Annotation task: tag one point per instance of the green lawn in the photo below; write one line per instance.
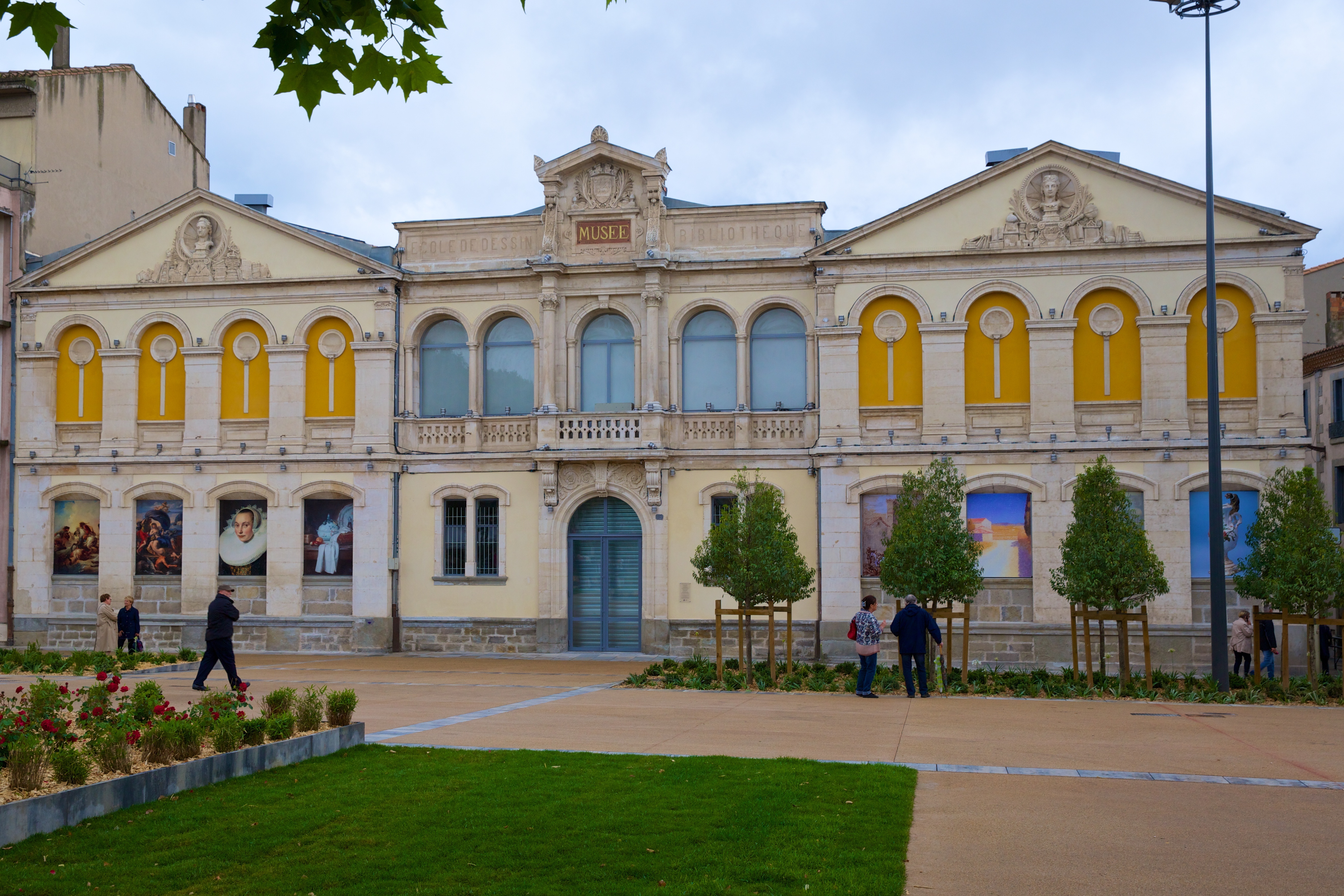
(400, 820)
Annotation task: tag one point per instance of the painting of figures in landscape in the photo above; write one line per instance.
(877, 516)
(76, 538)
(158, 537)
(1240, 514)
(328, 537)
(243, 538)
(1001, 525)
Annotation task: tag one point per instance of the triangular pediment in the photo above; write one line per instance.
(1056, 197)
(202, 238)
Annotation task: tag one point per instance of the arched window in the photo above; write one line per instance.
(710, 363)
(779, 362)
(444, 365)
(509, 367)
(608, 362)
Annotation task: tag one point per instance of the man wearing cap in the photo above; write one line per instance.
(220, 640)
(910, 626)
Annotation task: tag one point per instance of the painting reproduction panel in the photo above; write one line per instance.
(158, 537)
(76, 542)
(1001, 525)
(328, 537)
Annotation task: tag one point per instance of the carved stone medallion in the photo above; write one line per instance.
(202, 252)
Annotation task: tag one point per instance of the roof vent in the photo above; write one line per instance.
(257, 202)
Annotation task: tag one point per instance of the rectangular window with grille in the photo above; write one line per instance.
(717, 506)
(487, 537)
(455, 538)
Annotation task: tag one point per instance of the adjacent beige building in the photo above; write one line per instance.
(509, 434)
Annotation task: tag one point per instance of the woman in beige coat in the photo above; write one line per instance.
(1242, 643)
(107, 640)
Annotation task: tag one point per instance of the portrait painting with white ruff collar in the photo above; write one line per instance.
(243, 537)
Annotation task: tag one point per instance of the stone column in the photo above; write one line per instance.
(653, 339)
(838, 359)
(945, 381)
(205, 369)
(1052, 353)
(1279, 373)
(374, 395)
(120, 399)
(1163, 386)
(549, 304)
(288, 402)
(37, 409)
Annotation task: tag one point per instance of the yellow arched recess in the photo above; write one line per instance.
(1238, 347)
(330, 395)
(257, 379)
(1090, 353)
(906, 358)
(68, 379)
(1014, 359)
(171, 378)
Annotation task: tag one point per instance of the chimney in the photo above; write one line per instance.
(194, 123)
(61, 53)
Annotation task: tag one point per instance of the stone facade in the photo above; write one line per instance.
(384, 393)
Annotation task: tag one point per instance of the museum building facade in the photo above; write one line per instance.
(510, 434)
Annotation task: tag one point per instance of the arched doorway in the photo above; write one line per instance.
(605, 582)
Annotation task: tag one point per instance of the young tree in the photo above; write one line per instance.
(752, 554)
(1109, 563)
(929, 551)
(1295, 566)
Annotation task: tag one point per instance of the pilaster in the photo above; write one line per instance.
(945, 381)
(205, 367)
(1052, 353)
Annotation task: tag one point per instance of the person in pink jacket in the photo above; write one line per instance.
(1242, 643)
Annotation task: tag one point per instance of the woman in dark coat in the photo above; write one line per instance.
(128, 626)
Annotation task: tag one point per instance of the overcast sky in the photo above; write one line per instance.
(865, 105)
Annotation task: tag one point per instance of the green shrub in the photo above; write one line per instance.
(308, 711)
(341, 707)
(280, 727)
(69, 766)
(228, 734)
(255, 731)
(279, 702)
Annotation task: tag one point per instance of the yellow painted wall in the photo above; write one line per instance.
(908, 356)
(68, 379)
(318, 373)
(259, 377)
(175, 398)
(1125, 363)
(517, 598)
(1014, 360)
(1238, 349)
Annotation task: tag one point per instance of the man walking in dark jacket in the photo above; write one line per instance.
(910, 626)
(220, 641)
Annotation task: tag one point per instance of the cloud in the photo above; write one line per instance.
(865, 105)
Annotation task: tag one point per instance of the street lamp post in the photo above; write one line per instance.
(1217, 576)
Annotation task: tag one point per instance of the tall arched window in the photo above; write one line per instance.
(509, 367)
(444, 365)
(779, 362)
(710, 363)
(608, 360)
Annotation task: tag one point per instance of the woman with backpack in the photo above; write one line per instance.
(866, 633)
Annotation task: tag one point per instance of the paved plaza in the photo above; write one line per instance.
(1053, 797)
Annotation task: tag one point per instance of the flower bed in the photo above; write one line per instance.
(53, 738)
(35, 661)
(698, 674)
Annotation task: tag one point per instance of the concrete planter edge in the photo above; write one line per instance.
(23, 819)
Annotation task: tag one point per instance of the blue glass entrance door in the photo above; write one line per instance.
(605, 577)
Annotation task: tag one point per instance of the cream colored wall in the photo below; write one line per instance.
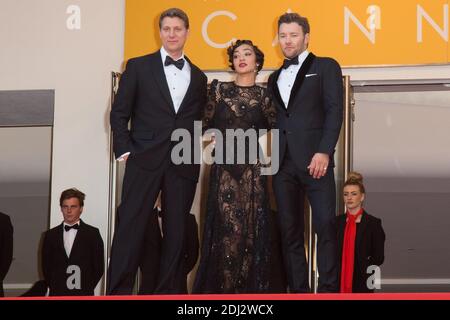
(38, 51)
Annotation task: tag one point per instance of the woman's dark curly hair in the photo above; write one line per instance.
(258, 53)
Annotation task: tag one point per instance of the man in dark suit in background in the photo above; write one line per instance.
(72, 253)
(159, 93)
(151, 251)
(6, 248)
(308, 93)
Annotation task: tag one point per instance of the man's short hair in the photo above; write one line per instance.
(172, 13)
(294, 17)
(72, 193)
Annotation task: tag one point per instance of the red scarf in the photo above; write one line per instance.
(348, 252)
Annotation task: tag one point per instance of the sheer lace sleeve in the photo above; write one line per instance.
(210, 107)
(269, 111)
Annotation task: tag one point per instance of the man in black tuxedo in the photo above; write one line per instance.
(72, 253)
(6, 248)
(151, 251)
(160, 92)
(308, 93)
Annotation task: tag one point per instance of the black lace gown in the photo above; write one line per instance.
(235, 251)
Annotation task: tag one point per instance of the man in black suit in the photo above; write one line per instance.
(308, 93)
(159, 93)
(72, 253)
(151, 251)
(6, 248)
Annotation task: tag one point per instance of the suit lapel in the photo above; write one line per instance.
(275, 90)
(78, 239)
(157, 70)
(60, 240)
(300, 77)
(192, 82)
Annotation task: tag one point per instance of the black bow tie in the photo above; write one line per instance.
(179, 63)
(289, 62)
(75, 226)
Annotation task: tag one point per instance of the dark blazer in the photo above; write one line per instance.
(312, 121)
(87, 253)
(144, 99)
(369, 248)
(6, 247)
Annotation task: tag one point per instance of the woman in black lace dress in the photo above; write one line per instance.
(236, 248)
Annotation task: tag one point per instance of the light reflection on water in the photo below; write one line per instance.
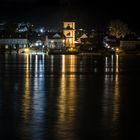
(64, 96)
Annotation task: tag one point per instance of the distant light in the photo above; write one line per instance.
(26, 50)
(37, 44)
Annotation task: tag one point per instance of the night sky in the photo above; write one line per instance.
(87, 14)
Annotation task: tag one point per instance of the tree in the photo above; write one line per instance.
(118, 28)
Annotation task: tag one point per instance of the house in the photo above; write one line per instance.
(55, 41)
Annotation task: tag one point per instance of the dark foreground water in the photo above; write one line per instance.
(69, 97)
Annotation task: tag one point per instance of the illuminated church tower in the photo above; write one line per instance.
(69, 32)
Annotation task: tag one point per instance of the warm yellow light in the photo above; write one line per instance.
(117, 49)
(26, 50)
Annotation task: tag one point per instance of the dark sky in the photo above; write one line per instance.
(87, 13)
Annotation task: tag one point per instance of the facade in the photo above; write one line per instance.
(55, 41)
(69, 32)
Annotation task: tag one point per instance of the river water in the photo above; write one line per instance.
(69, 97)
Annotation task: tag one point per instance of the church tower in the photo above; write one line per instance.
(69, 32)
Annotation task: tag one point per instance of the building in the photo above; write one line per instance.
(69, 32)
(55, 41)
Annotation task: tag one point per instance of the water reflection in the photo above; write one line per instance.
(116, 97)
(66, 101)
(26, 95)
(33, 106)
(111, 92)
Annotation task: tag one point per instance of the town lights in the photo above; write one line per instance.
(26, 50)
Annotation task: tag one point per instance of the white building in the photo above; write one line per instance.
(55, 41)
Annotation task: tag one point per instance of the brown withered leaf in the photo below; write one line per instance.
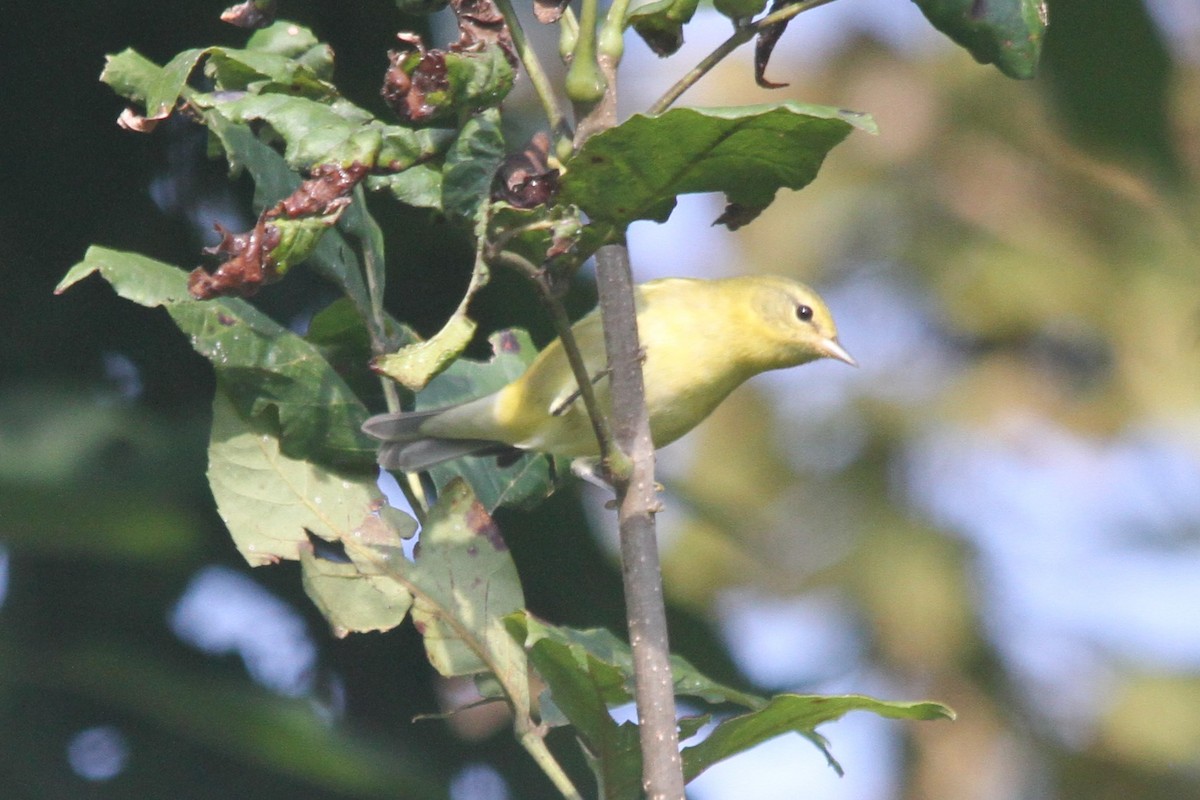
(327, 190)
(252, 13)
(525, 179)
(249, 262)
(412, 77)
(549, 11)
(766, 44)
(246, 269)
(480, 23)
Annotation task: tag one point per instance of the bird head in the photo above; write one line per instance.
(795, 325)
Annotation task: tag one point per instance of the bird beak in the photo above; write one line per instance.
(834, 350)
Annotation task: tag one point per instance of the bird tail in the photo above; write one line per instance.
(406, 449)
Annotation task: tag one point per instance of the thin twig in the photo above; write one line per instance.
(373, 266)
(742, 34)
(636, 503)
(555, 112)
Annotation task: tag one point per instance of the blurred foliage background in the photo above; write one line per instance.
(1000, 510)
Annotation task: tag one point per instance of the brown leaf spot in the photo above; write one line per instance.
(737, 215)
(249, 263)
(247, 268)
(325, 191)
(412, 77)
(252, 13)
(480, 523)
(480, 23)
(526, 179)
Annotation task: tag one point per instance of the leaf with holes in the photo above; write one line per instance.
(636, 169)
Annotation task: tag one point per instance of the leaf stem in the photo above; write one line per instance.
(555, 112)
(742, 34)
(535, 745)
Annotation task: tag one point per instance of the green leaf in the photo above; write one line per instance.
════
- _Your task_
The span to print begins at the line containing "Annotation task: tag one point per instance of the brown leaf" and ends at the final line of the entries; print it exactly and print nothing else.

- _Result_
Annotation task: tag one point per instance of the brown leaf spot in the photo above; write one line per instance.
(737, 215)
(249, 263)
(247, 268)
(325, 191)
(412, 77)
(252, 13)
(480, 523)
(480, 23)
(526, 179)
Annotation task: tag one point per instance of the leaf with holes in the photo above; write one line per instance.
(636, 169)
Annotation task: tag one point per instance of the leaf stem in the photo above; write one line per instance.
(555, 112)
(742, 34)
(535, 745)
Annotation task: tag one point per instance of the green leaf in the photo above; write one line per instance.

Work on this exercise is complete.